Aim of the task: Reproduce each of the following rows word for word.

Exercise input:
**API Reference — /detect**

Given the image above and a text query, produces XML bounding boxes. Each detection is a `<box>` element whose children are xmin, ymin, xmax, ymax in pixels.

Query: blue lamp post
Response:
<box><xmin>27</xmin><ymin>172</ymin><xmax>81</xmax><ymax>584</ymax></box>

Output for this exercise:
**API Reference — /detect**

Given the image above and a text query, produces XML bounding boxes. Each detection is a `<box>` element whose children are xmin, ymin, xmax, ymax in pixels.

Query: blue lamp post
Response:
<box><xmin>27</xmin><ymin>172</ymin><xmax>81</xmax><ymax>584</ymax></box>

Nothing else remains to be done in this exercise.